[Point localization data]
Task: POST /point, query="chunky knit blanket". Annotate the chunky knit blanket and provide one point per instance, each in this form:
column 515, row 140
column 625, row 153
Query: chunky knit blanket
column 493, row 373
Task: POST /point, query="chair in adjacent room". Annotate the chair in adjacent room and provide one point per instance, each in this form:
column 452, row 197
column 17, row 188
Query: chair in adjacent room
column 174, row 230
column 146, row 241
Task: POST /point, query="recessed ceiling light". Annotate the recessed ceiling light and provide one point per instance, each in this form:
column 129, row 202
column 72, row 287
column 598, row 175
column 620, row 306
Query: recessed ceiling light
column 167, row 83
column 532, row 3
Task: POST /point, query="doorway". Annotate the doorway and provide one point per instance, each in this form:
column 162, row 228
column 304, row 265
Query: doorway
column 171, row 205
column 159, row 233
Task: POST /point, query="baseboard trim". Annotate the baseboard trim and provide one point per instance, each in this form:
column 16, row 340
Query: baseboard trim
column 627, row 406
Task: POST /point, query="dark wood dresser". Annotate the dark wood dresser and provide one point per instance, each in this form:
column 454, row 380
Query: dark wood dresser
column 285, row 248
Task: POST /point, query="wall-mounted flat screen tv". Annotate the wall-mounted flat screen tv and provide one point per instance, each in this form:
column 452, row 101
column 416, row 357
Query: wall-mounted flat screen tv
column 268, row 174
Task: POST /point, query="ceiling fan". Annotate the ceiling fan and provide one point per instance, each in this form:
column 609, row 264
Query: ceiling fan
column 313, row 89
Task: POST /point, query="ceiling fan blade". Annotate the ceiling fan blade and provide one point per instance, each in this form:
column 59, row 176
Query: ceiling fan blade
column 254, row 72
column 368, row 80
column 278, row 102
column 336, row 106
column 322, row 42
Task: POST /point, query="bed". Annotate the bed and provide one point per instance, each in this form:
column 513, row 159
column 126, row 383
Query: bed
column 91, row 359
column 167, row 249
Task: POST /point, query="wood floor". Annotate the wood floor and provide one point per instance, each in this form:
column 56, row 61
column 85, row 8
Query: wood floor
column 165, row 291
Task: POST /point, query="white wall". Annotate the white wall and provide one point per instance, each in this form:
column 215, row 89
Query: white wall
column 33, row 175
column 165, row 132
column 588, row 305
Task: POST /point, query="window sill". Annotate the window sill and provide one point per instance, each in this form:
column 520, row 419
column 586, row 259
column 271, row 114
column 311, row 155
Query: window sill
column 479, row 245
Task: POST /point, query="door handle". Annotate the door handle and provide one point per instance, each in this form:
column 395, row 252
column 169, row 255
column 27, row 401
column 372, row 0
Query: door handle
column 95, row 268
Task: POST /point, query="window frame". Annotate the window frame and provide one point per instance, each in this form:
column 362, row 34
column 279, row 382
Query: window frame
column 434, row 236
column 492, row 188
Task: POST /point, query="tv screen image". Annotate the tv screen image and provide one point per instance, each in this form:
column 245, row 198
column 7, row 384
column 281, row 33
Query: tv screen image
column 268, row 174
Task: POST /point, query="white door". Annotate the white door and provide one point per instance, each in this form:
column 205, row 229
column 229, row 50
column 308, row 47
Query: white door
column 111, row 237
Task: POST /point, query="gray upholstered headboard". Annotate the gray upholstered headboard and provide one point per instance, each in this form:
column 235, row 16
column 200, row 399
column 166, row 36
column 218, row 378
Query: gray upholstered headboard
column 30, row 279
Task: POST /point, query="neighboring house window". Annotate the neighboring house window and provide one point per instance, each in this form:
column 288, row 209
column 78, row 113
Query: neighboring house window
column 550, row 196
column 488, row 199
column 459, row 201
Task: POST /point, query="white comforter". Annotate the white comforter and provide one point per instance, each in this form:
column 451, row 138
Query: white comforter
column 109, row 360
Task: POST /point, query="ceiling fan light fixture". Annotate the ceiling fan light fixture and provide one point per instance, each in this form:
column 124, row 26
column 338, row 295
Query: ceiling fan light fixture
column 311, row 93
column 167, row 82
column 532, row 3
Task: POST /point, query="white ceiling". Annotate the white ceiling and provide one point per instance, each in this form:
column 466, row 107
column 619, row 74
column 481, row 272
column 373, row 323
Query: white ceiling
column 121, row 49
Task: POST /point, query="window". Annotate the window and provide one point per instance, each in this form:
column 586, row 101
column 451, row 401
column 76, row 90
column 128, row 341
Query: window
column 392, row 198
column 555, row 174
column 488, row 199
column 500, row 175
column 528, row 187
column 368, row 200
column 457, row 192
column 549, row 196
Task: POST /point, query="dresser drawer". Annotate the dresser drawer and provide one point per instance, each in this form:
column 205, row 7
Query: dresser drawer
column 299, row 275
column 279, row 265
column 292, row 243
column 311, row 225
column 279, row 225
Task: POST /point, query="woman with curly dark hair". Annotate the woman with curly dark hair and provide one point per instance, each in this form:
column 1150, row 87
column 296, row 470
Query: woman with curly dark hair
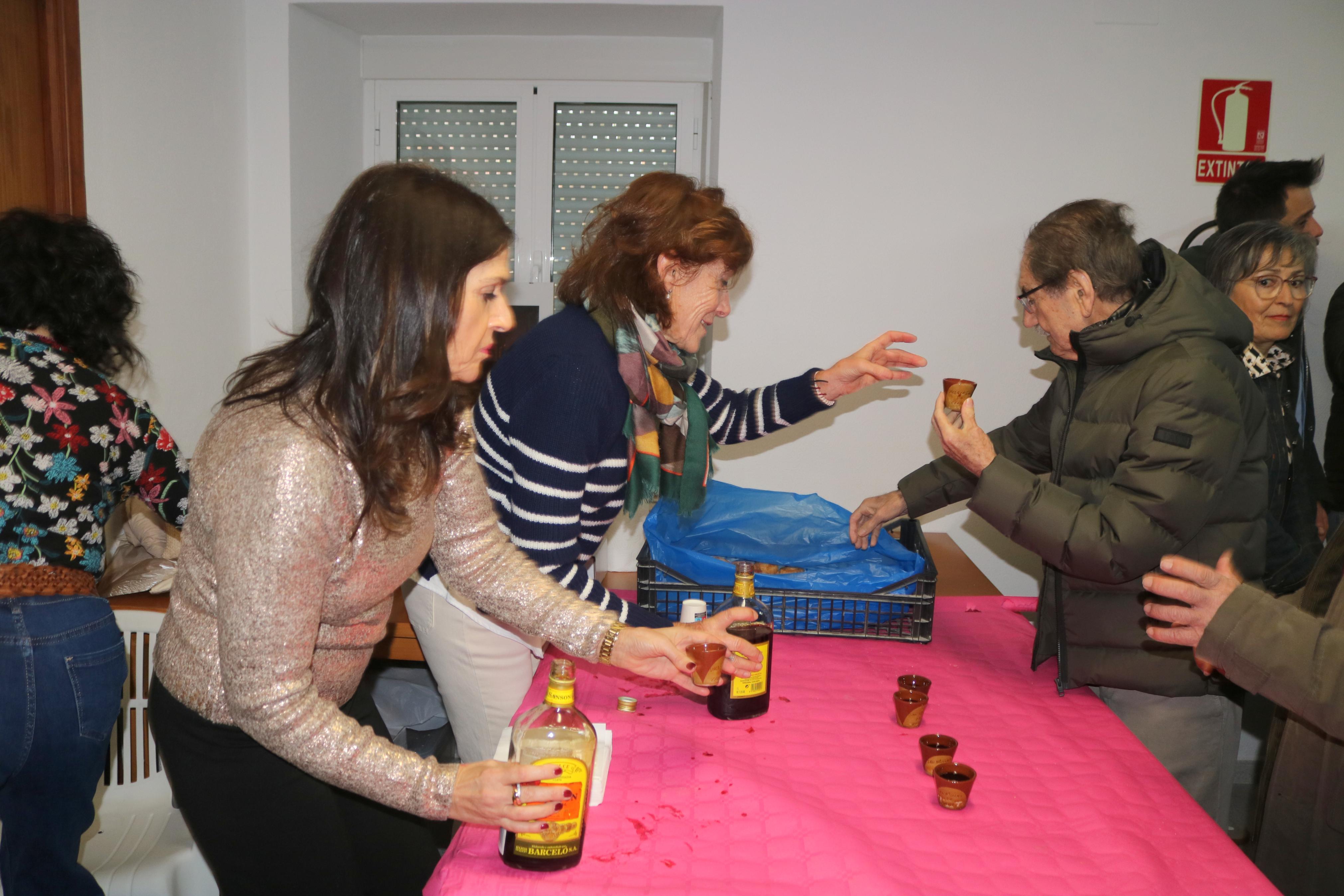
column 603, row 406
column 339, row 458
column 74, row 447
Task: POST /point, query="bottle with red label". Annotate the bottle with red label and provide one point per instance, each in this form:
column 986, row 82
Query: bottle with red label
column 737, row 698
column 554, row 734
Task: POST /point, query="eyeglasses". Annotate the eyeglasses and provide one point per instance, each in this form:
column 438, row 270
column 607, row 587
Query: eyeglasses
column 1027, row 303
column 1269, row 285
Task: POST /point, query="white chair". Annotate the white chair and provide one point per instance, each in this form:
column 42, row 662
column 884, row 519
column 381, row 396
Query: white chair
column 139, row 844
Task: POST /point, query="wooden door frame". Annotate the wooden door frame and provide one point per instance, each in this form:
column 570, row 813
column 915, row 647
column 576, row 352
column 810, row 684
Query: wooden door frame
column 64, row 119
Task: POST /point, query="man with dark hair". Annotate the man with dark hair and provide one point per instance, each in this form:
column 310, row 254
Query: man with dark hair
column 1283, row 191
column 1151, row 441
column 1263, row 191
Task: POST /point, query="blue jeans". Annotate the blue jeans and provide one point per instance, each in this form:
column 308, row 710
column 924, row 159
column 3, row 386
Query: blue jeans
column 62, row 666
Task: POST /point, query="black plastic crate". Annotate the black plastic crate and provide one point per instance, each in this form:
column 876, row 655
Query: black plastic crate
column 838, row 614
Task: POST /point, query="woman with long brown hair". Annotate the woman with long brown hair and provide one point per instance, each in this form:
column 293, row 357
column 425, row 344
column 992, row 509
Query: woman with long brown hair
column 339, row 458
column 601, row 408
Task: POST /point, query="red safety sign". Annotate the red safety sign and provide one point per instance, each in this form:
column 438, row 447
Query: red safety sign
column 1233, row 127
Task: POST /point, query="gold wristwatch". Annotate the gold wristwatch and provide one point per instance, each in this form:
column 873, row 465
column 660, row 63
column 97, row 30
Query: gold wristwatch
column 609, row 643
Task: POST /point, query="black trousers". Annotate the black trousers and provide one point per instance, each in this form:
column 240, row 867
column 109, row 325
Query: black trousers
column 265, row 827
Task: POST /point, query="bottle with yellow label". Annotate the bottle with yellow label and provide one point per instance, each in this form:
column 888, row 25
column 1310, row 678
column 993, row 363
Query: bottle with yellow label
column 746, row 698
column 554, row 734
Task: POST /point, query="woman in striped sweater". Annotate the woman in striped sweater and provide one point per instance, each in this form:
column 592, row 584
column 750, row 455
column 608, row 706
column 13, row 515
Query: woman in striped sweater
column 603, row 408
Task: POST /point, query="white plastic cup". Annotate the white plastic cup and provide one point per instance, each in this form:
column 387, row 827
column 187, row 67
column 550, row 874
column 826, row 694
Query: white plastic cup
column 693, row 610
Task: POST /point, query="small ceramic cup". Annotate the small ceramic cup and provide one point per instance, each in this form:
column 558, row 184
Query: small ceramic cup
column 709, row 663
column 915, row 683
column 953, row 782
column 911, row 706
column 936, row 750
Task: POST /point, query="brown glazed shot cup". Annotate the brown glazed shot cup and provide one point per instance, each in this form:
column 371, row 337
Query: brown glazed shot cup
column 955, row 393
column 953, row 782
column 936, row 750
column 915, row 683
column 911, row 706
column 709, row 663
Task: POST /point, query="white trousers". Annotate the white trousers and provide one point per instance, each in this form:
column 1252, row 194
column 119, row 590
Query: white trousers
column 482, row 676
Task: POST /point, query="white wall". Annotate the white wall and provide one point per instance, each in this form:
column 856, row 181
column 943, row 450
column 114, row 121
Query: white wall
column 166, row 174
column 537, row 57
column 327, row 115
column 890, row 156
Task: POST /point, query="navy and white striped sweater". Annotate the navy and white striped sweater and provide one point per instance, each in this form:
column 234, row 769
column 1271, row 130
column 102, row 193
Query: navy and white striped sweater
column 550, row 443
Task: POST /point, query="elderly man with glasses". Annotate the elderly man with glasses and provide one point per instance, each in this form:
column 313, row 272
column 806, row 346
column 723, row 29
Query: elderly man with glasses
column 1151, row 441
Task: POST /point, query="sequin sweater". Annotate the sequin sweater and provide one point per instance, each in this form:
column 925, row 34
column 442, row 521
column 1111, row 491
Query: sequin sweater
column 276, row 608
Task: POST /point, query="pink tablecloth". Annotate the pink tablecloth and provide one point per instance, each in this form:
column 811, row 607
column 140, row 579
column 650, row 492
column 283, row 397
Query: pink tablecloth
column 826, row 794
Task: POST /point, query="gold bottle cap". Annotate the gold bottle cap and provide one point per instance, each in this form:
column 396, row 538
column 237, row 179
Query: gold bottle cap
column 562, row 671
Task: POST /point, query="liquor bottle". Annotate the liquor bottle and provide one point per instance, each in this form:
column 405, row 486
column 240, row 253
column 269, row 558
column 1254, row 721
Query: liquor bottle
column 554, row 734
column 746, row 698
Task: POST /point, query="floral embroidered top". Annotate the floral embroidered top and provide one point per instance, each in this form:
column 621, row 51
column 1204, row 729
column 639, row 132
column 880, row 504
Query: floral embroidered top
column 74, row 448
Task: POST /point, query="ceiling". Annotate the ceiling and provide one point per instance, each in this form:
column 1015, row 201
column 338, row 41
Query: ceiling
column 551, row 19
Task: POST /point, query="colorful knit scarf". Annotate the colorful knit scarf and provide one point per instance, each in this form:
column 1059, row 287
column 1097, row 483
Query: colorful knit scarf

**What you need to do**
Look over the records. Copy the lines that include the word "colorful".

**Exercise output**
Task: POST /point, query="colorful knit scarf". Annotate the colorful knit scarf and provide one point per instance, each in this form:
Query: colorful knit scarf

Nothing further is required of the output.